Problem details:
Identify each line in the records below that contains the word "teepee", and copy it.

━━ Listed records

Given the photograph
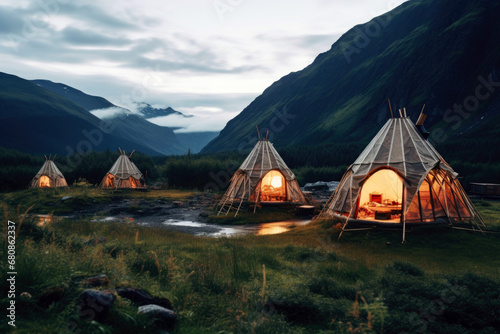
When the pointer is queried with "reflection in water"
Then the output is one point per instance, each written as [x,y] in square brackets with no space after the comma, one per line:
[197,228]
[43,220]
[279,227]
[210,230]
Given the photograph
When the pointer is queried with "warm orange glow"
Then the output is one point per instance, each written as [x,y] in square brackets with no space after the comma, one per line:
[381,196]
[273,187]
[44,181]
[110,181]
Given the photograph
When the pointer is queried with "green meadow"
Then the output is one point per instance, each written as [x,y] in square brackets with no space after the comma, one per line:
[441,280]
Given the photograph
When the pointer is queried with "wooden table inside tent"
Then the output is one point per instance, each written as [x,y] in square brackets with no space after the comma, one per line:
[384,212]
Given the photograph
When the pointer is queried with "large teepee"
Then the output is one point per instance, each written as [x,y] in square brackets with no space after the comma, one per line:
[49,176]
[123,174]
[262,177]
[400,178]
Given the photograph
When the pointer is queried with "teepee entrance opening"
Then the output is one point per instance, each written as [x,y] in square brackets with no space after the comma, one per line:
[273,187]
[44,181]
[381,197]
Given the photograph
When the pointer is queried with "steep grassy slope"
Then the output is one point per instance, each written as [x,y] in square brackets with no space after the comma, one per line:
[426,51]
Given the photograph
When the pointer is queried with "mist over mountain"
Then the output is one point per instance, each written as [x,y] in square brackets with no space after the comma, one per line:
[442,53]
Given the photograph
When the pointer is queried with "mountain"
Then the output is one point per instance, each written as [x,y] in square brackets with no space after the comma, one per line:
[150,112]
[36,120]
[442,53]
[88,102]
[135,126]
[195,141]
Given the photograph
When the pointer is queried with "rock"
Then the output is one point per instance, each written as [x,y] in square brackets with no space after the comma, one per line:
[95,305]
[95,281]
[50,296]
[95,241]
[163,317]
[141,297]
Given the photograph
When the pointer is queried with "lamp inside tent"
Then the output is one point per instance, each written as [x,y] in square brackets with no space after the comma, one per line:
[273,187]
[44,181]
[381,197]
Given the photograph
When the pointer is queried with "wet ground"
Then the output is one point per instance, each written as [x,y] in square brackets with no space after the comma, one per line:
[182,216]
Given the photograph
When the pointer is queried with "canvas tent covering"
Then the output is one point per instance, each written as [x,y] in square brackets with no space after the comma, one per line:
[401,178]
[49,176]
[262,177]
[123,174]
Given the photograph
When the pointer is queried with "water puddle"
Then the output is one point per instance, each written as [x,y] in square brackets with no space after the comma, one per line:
[195,228]
[209,230]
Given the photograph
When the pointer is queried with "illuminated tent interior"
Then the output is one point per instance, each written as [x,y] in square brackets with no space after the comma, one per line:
[123,174]
[401,179]
[262,178]
[49,176]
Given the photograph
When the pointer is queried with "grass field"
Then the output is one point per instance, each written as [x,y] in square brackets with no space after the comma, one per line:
[305,281]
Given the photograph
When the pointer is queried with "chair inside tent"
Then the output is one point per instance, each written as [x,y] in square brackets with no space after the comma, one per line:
[109,181]
[44,181]
[381,197]
[273,187]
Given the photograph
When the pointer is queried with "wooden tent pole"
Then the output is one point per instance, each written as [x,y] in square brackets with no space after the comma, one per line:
[403,216]
[422,117]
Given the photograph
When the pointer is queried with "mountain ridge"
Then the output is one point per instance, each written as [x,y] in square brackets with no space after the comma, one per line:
[422,52]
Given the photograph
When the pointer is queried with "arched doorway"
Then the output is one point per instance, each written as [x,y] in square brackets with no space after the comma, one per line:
[273,187]
[44,181]
[381,197]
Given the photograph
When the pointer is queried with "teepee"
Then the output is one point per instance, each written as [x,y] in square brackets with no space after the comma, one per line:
[123,174]
[401,179]
[49,176]
[262,178]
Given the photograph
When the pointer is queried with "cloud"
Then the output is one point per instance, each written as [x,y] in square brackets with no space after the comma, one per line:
[109,112]
[75,36]
[205,119]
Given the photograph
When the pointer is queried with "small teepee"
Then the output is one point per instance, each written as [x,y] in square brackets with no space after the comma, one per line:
[401,179]
[262,178]
[123,174]
[49,176]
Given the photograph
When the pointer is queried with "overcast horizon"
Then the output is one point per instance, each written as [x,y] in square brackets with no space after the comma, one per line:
[209,59]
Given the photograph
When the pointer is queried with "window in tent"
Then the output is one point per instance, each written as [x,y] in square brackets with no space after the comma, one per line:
[381,196]
[273,187]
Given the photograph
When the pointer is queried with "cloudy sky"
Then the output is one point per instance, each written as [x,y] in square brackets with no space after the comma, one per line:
[208,58]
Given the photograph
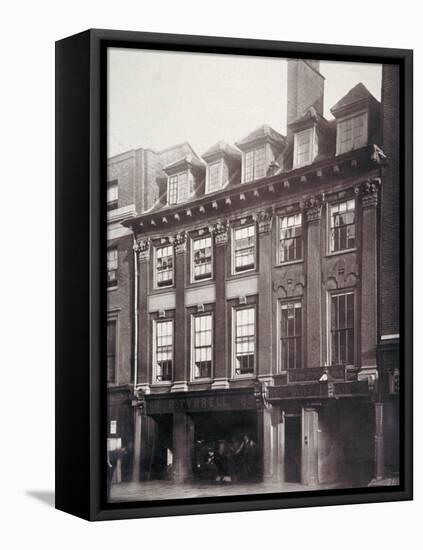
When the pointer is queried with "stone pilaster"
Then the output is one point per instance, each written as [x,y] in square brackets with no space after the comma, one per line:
[368,192]
[220,231]
[143,250]
[180,372]
[265,319]
[309,453]
[379,442]
[312,212]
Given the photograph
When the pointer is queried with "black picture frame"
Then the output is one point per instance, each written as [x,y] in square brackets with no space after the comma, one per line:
[80,281]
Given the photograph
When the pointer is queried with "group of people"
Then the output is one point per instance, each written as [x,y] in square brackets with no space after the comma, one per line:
[224,461]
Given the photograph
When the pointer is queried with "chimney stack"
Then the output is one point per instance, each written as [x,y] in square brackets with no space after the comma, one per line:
[305,88]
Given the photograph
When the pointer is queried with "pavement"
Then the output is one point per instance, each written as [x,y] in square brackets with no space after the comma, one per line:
[162,490]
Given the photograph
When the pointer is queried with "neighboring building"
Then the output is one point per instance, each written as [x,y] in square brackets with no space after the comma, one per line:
[135,181]
[254,305]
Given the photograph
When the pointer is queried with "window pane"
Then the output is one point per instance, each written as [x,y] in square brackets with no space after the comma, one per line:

━━━━

Your solution:
When the pointer is queried with "large teepee"
When the pointer is queried with "teepee entrance opening"
When the pointer is queried with "teepee"
When the pointer is queried with "small teepee"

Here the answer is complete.